EXERCISE DIRECTIONS: Only one stretch of the listing below is wanted: every line from the first to the line containing "Would you mind pinning the green grass", set down exactly.

ENTRIES SUPPLIED:
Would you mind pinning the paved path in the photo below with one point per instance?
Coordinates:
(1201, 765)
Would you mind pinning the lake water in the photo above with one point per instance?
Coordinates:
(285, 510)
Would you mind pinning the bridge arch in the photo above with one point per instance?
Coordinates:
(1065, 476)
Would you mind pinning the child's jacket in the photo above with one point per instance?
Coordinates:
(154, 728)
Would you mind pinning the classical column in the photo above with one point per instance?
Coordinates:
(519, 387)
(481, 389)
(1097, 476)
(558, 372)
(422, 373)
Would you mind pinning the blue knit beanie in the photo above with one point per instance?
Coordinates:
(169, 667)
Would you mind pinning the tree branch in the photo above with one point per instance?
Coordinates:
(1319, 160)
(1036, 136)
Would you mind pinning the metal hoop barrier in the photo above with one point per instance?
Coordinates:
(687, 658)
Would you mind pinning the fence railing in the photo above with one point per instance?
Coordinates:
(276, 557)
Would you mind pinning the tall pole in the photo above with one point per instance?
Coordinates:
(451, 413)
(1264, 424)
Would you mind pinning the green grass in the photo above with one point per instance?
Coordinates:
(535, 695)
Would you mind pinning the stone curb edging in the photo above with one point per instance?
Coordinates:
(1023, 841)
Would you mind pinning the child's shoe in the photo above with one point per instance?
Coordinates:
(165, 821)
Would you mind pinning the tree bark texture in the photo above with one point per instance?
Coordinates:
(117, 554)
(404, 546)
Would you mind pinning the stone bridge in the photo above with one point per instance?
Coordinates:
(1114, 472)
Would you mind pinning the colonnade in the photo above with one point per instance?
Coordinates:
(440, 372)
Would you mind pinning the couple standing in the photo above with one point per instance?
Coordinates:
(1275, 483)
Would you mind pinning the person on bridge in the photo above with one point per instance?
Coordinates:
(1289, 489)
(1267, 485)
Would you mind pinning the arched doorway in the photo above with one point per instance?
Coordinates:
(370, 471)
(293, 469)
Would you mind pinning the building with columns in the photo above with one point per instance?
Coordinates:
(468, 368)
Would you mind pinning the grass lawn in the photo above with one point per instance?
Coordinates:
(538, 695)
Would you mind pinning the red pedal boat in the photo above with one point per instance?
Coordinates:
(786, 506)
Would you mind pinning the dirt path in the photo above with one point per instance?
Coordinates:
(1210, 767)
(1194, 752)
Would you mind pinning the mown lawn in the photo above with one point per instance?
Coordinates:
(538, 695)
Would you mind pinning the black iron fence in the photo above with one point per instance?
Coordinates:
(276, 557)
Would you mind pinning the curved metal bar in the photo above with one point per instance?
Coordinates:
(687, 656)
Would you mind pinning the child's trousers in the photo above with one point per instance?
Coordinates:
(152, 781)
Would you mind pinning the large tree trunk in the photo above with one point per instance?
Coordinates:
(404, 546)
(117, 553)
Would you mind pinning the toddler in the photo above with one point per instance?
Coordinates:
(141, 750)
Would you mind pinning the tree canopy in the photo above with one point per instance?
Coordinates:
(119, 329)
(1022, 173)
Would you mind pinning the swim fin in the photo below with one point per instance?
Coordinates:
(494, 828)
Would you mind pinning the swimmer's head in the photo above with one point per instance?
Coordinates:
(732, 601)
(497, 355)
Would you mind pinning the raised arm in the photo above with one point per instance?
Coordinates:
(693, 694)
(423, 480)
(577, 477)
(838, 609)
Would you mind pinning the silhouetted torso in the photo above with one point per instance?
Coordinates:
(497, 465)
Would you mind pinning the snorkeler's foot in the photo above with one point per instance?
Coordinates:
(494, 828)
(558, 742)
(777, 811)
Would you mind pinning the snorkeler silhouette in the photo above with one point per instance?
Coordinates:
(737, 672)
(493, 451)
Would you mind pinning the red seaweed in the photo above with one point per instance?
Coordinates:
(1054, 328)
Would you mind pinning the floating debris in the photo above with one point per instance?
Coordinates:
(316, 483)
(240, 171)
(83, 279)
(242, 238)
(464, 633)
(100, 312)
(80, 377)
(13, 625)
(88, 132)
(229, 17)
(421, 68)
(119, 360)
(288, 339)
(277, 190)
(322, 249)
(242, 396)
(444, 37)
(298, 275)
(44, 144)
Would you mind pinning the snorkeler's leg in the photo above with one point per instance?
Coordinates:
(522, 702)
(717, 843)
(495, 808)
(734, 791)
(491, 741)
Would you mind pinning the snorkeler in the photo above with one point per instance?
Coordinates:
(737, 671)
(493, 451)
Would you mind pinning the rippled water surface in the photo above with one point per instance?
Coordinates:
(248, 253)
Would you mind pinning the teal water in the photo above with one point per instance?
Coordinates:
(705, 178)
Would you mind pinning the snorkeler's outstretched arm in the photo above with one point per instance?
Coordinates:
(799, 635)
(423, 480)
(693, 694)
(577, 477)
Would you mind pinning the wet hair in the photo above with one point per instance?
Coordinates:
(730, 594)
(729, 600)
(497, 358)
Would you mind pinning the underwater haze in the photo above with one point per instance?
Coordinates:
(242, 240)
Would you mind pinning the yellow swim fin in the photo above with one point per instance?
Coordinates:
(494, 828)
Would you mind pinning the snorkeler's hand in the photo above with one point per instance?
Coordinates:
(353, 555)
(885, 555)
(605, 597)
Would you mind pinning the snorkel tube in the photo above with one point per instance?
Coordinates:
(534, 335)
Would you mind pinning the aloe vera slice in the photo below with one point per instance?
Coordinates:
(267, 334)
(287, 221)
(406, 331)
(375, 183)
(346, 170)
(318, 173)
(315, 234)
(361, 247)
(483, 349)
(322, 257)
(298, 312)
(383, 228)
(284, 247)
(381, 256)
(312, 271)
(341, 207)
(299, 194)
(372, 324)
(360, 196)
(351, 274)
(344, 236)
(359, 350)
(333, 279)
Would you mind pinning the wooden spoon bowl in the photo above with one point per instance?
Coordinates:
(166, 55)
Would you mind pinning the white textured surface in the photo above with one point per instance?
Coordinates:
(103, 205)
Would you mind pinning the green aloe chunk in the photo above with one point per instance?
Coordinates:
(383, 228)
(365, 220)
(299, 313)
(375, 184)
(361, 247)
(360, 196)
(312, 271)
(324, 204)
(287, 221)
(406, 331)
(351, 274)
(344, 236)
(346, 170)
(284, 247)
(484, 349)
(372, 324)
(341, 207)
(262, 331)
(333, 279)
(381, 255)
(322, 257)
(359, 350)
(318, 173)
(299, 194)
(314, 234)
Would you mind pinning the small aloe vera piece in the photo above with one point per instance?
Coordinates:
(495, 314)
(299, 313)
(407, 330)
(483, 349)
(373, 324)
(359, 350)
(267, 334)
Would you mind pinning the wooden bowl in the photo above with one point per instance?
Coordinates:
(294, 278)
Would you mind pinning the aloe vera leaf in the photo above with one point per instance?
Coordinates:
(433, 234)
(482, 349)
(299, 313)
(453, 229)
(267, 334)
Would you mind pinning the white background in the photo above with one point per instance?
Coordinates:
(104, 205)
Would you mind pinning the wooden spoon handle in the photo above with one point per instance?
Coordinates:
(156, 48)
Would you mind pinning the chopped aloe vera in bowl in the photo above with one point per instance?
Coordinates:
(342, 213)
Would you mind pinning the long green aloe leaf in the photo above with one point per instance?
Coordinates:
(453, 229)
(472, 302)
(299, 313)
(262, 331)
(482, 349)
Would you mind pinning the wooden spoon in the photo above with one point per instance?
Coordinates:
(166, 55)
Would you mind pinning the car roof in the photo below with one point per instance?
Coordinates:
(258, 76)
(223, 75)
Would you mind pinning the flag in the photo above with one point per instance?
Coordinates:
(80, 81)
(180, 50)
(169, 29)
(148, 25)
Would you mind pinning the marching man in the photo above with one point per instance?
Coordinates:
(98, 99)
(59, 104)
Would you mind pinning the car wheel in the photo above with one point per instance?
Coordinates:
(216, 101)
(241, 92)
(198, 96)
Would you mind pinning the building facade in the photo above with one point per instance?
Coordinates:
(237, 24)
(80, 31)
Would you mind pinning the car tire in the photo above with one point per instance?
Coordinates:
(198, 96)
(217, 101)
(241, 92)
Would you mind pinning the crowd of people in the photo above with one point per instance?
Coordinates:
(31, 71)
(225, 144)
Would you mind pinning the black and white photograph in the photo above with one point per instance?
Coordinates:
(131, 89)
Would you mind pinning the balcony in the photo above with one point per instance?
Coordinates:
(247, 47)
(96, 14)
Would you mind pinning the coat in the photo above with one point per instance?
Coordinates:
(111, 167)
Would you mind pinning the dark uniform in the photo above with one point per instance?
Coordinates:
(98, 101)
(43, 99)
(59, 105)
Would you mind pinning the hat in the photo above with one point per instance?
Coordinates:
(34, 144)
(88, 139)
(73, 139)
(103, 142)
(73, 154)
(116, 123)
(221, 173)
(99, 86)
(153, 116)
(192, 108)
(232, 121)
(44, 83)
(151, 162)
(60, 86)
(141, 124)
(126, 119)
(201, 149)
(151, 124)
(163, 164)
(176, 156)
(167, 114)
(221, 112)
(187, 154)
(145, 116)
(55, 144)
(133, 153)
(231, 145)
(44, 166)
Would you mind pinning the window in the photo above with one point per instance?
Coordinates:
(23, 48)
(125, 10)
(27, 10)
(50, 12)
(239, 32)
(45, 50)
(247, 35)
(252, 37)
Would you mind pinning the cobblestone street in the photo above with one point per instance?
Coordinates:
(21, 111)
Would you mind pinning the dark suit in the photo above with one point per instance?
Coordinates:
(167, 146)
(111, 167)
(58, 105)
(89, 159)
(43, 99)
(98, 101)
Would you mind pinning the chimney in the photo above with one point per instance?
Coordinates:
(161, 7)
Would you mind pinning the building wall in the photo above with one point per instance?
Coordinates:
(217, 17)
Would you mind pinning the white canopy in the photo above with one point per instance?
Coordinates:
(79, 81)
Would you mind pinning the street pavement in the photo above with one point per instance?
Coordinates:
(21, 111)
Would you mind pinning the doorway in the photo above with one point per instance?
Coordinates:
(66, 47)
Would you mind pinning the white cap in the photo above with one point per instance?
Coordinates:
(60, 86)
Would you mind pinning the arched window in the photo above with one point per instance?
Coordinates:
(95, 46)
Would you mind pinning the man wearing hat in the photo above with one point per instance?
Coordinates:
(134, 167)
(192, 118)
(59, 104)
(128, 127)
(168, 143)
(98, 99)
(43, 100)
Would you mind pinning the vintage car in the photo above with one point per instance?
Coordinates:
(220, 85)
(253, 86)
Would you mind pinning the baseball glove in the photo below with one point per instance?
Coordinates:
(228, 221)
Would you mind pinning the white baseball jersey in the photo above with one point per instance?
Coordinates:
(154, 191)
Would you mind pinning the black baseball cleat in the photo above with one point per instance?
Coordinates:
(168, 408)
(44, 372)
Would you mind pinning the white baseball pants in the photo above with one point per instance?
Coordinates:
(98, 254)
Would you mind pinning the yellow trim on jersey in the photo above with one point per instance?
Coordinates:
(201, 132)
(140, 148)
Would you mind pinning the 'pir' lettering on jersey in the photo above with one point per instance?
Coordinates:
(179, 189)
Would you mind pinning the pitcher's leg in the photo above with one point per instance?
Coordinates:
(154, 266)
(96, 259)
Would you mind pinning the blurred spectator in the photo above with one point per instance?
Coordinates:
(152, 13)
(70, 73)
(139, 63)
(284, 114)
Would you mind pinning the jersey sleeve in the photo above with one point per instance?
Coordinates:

EXERCISE RESPONSE:
Would you mind pinning the paved path in the photo below with one point per instance?
Coordinates:
(1201, 765)
Would you mind pinning the lake water in the photo above with one point per instance?
Coordinates:
(285, 510)
Would you mind pinning the bridge arch in the photo above with one point per instance?
Coordinates:
(1065, 476)
Would you mind pinning the child's jacket in the photo above with one point per instance?
Coordinates:
(154, 728)
Would you mind pinning the classical column in the photo above with one point per instance?
Coordinates:
(519, 387)
(481, 389)
(1097, 476)
(558, 372)
(422, 373)
Would you mind pinning the blue knit beanie in the photo above with one point per instance?
Coordinates:
(169, 667)
Would you mind pinning the tree branch in the photo above with one point per instance?
Coordinates:
(1319, 160)
(1036, 136)
Would you mind pinning the metal hoop barrier in the photo above with one point per instance?
Coordinates:
(687, 658)
Would you mind pinning the fence railing in the photo above with one point per instance?
Coordinates:
(276, 557)
Would you mind pinning the tall pole in the photo above with one point per instance?
Coordinates:
(451, 413)
(1264, 424)
Would you mind pinning the green grass in the photo above with one point per instance?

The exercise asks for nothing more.